***** Provided text *****

Obviously, we just reported our 2nd quarter numbers. So you see kind of a snapshot of the balance sheet that's included in the tear sheets. Ultimately, we have already started to see a portion of that come back as we sit here through the end of July now. And so from our perspective, and this is similar to what we've seen in prior years where we've been more front end loaded from a CapEx perspective, that ultimately the CapEx relates to downtime associated refining units come back online. So we should really start to see the first part of working capital swing back during the Q3.
Then there will be some follow on effects to that, that should be positive towards the back end of the year. That being said, all of this is subject to where hydrocarbon prices are. So if we see a massive spike in hydrocarbon prices, it does blunt some of that working capital coming back. Then with respect to working I'm sorry, with respect to CapEx, we're through 100% of our major maintenance activity. And so the vast bulk of the CapEx left to be spent through the remainder of the year really relates to the completion of the coker project and essentially doing all of the tie ins associated with the hydrogen project at Delaware City.
So there's a hodgepodge of other much smaller activities that are going on at each of our 5 refineries. But from our perspective, we're still very confident with that guidance. We know there's a $50,000,000 band included in there. I think as we sit here today, we're probably going to wind up somewhere close to the middle of that band. But I do think we want to give ourselves a little bit of cushion in the event that something unforeseen happens along the way if we by chance decide that it may make sense to spend a little bit of 2020 CapEx to basically pre fund some stuff during 2019.

***** Given information *****

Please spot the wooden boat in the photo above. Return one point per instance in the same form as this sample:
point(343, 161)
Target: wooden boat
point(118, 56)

*****

» Exercise tasks
1. According to the earnings call excerpt, how wide is the band included in the CapEx guidance?
2. Transcribe everything in the earnings call excerpt from "So there's a" down to "stuff during 2019.".

» Solutions below
1. $50,000,000

2.
So there's a hodgepodge of other much smaller activities that are going on at each of our 5 refineries. But from our perspective, we're still very confident with that guidance. We know there's a $50,000,000 band included in there. I think as we sit here today, we're probably going to wind up somewhere close to the middle of that band. But I do think we want to give ourselves a little bit of cushion in the event that something unforeseen happens along the way if we by chance decide that it may make sense to spend a little bit of 2020 CapEx to basically pre fund some stuff during 2019.